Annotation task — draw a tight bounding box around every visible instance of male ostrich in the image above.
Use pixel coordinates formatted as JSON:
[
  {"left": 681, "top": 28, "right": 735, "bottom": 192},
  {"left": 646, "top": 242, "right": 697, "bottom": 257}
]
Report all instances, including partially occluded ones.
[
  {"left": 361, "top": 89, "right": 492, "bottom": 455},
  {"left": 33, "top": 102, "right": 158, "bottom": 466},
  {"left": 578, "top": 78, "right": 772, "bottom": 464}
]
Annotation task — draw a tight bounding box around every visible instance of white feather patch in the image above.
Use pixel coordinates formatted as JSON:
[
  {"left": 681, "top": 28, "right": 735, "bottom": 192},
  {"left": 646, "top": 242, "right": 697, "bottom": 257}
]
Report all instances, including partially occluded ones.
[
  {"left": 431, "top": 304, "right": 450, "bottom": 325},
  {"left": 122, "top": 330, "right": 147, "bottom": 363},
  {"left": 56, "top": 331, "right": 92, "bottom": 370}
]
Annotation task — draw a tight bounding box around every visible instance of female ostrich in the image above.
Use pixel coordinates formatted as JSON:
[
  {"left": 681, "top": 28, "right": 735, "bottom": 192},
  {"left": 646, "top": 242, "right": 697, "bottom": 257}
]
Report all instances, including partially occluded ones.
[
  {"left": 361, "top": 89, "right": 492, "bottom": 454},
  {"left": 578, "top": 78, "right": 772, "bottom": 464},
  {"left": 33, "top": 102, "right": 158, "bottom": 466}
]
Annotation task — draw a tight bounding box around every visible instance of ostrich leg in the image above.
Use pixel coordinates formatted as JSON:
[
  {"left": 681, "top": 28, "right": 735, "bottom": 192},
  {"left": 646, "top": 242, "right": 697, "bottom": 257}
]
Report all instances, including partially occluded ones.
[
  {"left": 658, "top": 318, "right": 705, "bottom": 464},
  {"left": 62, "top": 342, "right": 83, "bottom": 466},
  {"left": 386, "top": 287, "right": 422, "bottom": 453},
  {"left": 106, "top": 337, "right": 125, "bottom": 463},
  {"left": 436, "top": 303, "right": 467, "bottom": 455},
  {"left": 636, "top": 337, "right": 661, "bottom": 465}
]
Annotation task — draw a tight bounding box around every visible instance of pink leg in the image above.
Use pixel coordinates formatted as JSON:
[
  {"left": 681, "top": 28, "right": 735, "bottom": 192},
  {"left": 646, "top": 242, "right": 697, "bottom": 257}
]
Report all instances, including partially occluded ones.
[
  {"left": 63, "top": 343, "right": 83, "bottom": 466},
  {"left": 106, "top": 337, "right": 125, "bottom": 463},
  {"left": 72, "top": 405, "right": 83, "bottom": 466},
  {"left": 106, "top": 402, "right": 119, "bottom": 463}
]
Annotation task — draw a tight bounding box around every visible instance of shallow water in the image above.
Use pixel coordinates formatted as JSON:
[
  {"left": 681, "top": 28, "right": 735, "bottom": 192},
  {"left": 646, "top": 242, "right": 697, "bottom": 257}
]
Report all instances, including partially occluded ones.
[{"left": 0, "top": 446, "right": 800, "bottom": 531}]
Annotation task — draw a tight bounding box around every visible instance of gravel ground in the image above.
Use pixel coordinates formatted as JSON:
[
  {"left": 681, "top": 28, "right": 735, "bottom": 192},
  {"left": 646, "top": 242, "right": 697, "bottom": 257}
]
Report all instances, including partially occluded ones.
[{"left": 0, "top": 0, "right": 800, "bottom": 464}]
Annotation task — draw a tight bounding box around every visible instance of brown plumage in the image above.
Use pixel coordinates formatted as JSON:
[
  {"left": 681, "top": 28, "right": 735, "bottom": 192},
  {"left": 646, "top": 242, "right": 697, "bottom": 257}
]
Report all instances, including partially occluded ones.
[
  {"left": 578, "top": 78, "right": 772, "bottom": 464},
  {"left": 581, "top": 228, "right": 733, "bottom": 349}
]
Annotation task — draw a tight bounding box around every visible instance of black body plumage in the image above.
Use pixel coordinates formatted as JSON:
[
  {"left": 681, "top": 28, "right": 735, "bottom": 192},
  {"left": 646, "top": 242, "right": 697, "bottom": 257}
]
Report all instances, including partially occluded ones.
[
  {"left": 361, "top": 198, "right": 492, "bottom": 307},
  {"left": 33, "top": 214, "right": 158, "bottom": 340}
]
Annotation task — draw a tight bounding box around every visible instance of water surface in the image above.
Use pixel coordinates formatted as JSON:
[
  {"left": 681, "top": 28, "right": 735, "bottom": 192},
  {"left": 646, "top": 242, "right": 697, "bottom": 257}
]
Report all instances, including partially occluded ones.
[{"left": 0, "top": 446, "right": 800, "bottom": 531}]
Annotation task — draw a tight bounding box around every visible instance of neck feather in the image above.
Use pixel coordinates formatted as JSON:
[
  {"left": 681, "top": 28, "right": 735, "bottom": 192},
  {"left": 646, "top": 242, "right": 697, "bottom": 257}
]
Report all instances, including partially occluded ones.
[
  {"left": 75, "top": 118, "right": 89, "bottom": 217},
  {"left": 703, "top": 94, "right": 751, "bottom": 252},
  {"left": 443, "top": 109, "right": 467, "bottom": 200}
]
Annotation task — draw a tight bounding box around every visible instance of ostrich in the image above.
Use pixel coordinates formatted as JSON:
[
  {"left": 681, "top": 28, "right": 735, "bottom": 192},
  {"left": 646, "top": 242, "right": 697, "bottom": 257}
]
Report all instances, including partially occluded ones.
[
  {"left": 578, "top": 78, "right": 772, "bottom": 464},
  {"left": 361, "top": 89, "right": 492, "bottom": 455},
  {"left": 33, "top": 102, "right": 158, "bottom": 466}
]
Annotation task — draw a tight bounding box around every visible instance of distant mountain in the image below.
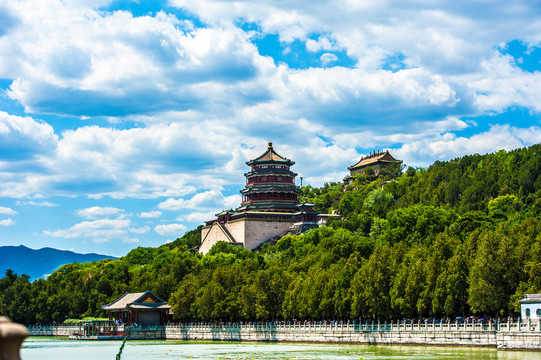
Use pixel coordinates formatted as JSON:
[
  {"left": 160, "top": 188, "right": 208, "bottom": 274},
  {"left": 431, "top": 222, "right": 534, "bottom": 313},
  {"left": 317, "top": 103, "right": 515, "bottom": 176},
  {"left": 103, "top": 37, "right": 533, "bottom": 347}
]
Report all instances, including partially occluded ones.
[{"left": 0, "top": 245, "right": 118, "bottom": 280}]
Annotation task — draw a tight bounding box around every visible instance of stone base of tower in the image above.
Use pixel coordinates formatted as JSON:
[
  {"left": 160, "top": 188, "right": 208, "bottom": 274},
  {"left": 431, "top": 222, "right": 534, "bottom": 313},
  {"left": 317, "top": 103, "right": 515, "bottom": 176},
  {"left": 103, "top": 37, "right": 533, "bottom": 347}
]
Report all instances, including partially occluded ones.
[{"left": 199, "top": 218, "right": 295, "bottom": 254}]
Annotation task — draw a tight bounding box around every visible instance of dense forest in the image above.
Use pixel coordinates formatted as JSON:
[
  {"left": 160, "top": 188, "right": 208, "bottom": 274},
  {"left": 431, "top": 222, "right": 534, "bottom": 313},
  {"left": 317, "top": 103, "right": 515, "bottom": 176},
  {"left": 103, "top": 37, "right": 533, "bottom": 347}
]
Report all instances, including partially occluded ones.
[{"left": 0, "top": 145, "right": 541, "bottom": 324}]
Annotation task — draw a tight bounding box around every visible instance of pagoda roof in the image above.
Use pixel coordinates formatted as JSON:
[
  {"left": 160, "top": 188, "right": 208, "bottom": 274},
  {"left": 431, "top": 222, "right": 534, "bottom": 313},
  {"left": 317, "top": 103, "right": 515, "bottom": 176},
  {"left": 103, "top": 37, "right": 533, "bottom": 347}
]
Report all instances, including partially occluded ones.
[
  {"left": 214, "top": 209, "right": 235, "bottom": 217},
  {"left": 246, "top": 142, "right": 295, "bottom": 166},
  {"left": 518, "top": 294, "right": 541, "bottom": 304},
  {"left": 348, "top": 151, "right": 402, "bottom": 170},
  {"left": 101, "top": 290, "right": 171, "bottom": 310}
]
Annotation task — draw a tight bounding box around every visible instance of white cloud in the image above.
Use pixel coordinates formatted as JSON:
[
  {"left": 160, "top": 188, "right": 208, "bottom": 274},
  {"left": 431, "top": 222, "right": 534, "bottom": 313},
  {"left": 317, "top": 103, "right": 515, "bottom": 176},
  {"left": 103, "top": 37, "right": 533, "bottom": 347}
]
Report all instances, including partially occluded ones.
[
  {"left": 75, "top": 206, "right": 124, "bottom": 219},
  {"left": 0, "top": 219, "right": 15, "bottom": 226},
  {"left": 319, "top": 53, "right": 338, "bottom": 66},
  {"left": 43, "top": 219, "right": 131, "bottom": 242},
  {"left": 130, "top": 226, "right": 150, "bottom": 234},
  {"left": 177, "top": 210, "right": 218, "bottom": 223},
  {"left": 0, "top": 206, "right": 17, "bottom": 215},
  {"left": 139, "top": 210, "right": 162, "bottom": 219},
  {"left": 393, "top": 125, "right": 541, "bottom": 166},
  {"left": 154, "top": 224, "right": 186, "bottom": 237},
  {"left": 158, "top": 190, "right": 242, "bottom": 211},
  {"left": 16, "top": 201, "right": 58, "bottom": 207},
  {"left": 0, "top": 111, "right": 58, "bottom": 160}
]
_ _ _
## Job
Count the lines of the records above that contain the string "ostrich", treating uppercase and lowercase as different, and give only the number.

## Correct response
4